*** Opening of Data to use ***

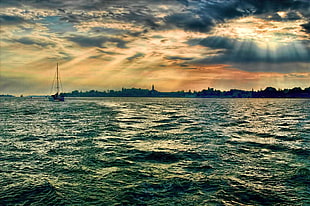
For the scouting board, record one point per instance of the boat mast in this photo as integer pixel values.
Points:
(57, 80)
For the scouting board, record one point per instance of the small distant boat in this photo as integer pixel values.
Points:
(58, 97)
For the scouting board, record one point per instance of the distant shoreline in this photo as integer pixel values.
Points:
(269, 92)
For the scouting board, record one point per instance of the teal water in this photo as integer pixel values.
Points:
(154, 151)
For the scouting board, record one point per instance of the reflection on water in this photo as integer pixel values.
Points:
(154, 151)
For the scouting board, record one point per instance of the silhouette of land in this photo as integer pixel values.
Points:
(269, 92)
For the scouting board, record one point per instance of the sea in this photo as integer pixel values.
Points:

*** Close of Data to use ***

* [Task to complete]: Set down, word for word, the full listing above, and carry over no pictures.

* [Result of this exercise]:
For the scouting board, record one point per instance of the boat mast in this photo as integer pixel values.
Points:
(57, 80)
For the scouting board, record one point per instance of the small distant boat in this photo as integer pixel values.
Points:
(58, 97)
For the scouting board, record one point per instance of the distant shoreline in this photo as integer pixel values.
Points:
(269, 92)
For the scouting board, record one point per instance of the teal water in this photo as integer pixel values.
Points:
(154, 151)
For the scouting board, record one point per instance of the reflection on water in this photo as integer pixel values.
Points:
(154, 151)
For the scouting board, record one point per instance of the silhouette of land in this photo as integer pixel values.
Points:
(269, 92)
For the scouting board, record one point per instance of the sea in this photo as integer pixel values.
Points:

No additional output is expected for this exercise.